• **WHAT YOU SHOULD DO**:
Transcribe word for word the lines spanning the line with "Task: indicate one point on every instance of the woodgrain" through the end of the records.
━━━━━ PROVIDED INFORMATION
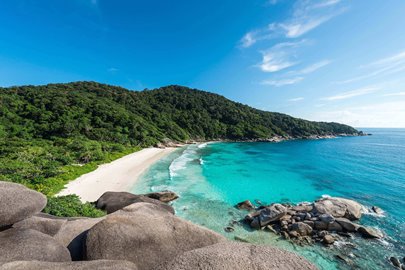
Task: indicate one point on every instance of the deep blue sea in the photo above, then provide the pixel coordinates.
(211, 178)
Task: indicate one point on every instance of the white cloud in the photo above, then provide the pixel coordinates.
(279, 57)
(112, 70)
(307, 15)
(388, 114)
(351, 94)
(311, 68)
(278, 83)
(299, 28)
(296, 99)
(398, 94)
(386, 66)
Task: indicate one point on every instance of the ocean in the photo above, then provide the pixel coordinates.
(211, 178)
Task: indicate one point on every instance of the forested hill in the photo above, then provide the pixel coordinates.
(45, 128)
(108, 113)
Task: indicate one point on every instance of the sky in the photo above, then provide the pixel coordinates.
(324, 60)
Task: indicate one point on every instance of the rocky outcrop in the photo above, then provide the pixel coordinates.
(163, 196)
(145, 236)
(114, 201)
(339, 207)
(324, 220)
(245, 205)
(73, 235)
(49, 226)
(29, 245)
(18, 202)
(100, 264)
(236, 256)
(369, 232)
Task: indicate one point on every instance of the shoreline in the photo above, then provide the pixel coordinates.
(118, 175)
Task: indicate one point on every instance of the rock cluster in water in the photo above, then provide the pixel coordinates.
(140, 232)
(305, 223)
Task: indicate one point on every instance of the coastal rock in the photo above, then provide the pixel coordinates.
(320, 225)
(328, 239)
(368, 232)
(114, 201)
(146, 235)
(163, 196)
(18, 202)
(347, 224)
(335, 227)
(49, 226)
(245, 205)
(301, 228)
(395, 262)
(270, 214)
(377, 210)
(99, 264)
(339, 207)
(73, 235)
(28, 245)
(236, 256)
(327, 218)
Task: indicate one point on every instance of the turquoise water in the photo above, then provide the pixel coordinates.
(211, 178)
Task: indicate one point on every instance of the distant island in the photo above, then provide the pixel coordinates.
(53, 133)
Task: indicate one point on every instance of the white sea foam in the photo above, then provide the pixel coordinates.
(180, 163)
(202, 145)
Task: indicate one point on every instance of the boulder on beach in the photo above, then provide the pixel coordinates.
(146, 235)
(73, 235)
(236, 256)
(347, 225)
(245, 205)
(339, 207)
(368, 232)
(49, 226)
(301, 228)
(29, 245)
(18, 202)
(84, 265)
(114, 201)
(163, 196)
(269, 214)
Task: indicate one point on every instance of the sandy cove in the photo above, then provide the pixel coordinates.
(119, 175)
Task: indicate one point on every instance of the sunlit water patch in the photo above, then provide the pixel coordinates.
(211, 178)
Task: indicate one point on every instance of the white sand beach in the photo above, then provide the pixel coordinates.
(119, 175)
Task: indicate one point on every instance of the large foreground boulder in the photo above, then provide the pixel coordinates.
(114, 201)
(88, 265)
(28, 245)
(237, 256)
(18, 202)
(73, 235)
(339, 207)
(49, 226)
(163, 196)
(146, 235)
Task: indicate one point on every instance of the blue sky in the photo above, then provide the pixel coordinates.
(329, 60)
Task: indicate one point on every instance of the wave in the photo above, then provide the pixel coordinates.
(180, 163)
(203, 145)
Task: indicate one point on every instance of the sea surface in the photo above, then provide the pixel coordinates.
(212, 177)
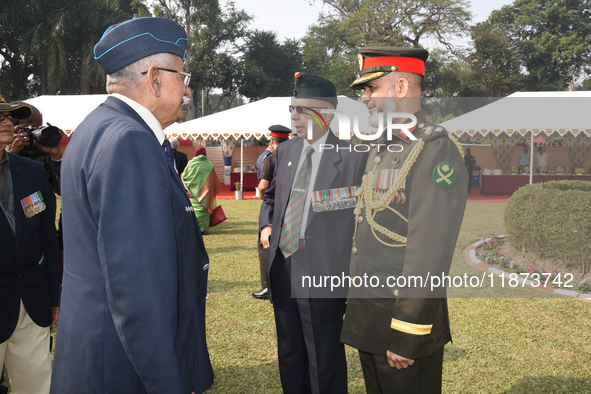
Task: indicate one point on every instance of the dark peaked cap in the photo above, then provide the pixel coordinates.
(315, 87)
(375, 62)
(135, 39)
(279, 131)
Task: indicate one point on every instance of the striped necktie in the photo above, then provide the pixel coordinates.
(169, 152)
(292, 221)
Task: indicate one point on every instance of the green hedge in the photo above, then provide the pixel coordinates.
(553, 219)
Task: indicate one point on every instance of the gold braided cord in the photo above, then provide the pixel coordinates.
(389, 234)
(373, 204)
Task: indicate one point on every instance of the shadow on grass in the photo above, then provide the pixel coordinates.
(218, 286)
(453, 353)
(227, 249)
(241, 379)
(236, 231)
(551, 384)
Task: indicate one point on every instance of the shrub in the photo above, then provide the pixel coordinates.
(553, 219)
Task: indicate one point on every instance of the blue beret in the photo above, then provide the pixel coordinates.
(135, 39)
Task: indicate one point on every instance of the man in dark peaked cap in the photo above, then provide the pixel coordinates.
(408, 218)
(279, 134)
(135, 267)
(300, 241)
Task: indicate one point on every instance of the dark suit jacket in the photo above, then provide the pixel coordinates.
(181, 161)
(30, 261)
(328, 234)
(135, 279)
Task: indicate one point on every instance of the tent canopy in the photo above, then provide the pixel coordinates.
(253, 119)
(545, 113)
(66, 112)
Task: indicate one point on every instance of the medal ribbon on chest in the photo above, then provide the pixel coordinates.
(33, 204)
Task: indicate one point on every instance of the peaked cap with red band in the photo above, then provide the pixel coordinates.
(375, 62)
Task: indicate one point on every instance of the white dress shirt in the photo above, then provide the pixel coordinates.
(145, 114)
(316, 156)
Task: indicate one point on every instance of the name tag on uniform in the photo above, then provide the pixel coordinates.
(33, 204)
(334, 199)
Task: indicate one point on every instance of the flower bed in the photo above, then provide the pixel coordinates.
(496, 252)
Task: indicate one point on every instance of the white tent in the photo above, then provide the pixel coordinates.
(66, 112)
(253, 119)
(522, 113)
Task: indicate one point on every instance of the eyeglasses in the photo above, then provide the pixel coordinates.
(186, 76)
(300, 110)
(12, 119)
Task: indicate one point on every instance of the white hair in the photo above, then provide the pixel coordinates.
(174, 143)
(130, 77)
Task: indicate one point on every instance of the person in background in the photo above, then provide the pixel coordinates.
(30, 263)
(202, 184)
(132, 310)
(180, 158)
(279, 134)
(470, 162)
(523, 158)
(541, 158)
(49, 158)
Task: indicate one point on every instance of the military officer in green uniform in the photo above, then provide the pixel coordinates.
(408, 216)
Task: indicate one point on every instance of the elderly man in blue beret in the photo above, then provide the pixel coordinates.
(135, 267)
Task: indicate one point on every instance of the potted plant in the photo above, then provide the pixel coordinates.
(238, 192)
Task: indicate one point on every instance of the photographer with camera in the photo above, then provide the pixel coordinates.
(42, 144)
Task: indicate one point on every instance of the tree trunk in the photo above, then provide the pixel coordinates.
(84, 76)
(44, 74)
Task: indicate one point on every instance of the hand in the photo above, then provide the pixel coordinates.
(398, 362)
(55, 314)
(265, 234)
(19, 142)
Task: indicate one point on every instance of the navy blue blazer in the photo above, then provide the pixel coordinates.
(329, 235)
(30, 260)
(135, 268)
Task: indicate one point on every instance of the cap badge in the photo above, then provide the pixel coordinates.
(444, 174)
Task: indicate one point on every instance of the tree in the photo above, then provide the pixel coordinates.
(214, 63)
(269, 66)
(331, 45)
(553, 38)
(495, 60)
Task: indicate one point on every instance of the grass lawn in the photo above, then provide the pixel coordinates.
(501, 345)
(514, 345)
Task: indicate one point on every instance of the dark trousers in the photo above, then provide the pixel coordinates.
(262, 262)
(311, 357)
(423, 377)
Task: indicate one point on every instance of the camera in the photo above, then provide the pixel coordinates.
(47, 135)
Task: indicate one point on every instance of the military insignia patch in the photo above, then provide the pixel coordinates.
(33, 204)
(444, 174)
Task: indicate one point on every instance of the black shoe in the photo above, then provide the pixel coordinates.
(263, 293)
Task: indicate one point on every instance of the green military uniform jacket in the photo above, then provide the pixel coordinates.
(381, 318)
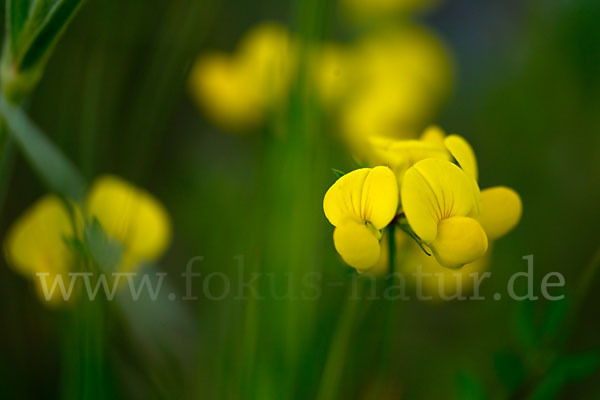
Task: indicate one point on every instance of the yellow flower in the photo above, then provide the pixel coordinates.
(360, 204)
(440, 201)
(399, 155)
(132, 217)
(399, 79)
(38, 241)
(501, 207)
(437, 281)
(237, 90)
(331, 73)
(456, 241)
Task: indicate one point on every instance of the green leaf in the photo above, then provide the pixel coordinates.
(105, 252)
(564, 371)
(16, 15)
(510, 370)
(34, 28)
(469, 387)
(54, 16)
(57, 172)
(554, 317)
(524, 325)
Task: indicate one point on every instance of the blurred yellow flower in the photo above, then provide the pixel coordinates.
(399, 155)
(360, 204)
(437, 281)
(132, 217)
(399, 78)
(496, 210)
(237, 91)
(331, 72)
(38, 241)
(440, 201)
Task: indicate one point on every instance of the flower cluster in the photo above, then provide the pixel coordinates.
(388, 81)
(41, 240)
(237, 90)
(431, 184)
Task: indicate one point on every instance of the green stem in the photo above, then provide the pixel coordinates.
(336, 358)
(386, 348)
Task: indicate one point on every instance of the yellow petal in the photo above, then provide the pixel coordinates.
(224, 90)
(433, 134)
(357, 244)
(501, 210)
(342, 200)
(366, 194)
(437, 280)
(459, 241)
(132, 217)
(402, 154)
(36, 241)
(462, 151)
(267, 54)
(432, 190)
(379, 201)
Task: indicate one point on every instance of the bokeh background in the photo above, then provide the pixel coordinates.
(115, 98)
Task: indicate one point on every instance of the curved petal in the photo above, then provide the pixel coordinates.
(432, 190)
(379, 200)
(357, 244)
(501, 210)
(131, 216)
(462, 151)
(36, 241)
(460, 240)
(433, 134)
(342, 200)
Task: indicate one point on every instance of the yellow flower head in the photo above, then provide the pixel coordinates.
(132, 217)
(360, 204)
(237, 90)
(501, 207)
(399, 79)
(402, 154)
(446, 209)
(38, 241)
(439, 201)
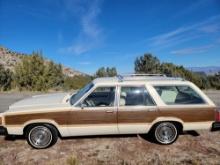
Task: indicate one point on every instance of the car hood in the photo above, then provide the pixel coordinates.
(41, 102)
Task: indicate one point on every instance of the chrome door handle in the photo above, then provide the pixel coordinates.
(109, 111)
(151, 109)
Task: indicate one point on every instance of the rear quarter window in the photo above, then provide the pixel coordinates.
(180, 94)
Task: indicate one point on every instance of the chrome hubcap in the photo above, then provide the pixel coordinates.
(166, 133)
(40, 137)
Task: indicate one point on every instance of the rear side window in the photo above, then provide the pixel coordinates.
(132, 96)
(172, 95)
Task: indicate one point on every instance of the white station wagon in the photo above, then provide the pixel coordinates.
(132, 104)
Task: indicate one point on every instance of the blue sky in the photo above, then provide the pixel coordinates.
(88, 34)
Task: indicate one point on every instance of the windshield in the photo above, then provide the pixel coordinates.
(80, 93)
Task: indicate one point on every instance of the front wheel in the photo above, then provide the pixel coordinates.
(41, 136)
(165, 133)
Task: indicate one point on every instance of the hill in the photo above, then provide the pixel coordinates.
(9, 58)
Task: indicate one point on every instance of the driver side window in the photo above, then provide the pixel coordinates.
(100, 97)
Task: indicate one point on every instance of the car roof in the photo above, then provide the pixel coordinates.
(137, 79)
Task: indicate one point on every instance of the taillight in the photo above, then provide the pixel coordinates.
(217, 114)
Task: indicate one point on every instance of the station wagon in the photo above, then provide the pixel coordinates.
(131, 104)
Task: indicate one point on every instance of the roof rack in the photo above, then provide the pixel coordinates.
(132, 77)
(142, 74)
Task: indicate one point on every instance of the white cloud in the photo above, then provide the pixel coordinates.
(85, 63)
(186, 33)
(192, 50)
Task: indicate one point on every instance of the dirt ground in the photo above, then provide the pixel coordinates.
(202, 147)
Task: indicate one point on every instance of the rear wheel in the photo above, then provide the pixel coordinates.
(165, 133)
(41, 136)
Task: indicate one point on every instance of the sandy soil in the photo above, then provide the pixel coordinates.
(202, 147)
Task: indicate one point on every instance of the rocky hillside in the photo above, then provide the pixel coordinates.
(10, 58)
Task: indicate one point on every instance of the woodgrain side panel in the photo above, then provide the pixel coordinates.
(199, 114)
(124, 116)
(190, 115)
(66, 117)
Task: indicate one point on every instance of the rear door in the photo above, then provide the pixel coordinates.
(136, 109)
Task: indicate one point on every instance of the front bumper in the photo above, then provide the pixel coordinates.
(3, 131)
(215, 126)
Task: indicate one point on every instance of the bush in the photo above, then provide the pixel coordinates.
(5, 78)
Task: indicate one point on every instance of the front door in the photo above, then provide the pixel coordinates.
━━━━━━━━━━
• **CORRECT ANSWER**:
Task: indicate one point on every instance of the woodgrain side panel in the photo above, then provide the pixel coordinates.
(199, 114)
(124, 116)
(190, 115)
(66, 117)
Task: indicate one point on every instance of the rear door in the photo above, then provide the pixel coordinates.
(136, 109)
Task: indicate one point on every instance of the front bumper in the photo above, then provide the pixel coordinates.
(3, 131)
(215, 126)
Task: indicate one point on every instance of the bush in the photo above, then provide the pixel coordinates.
(5, 78)
Task: indicate one point on every instance of the front door in the photo above, then provide the pixel coordinates.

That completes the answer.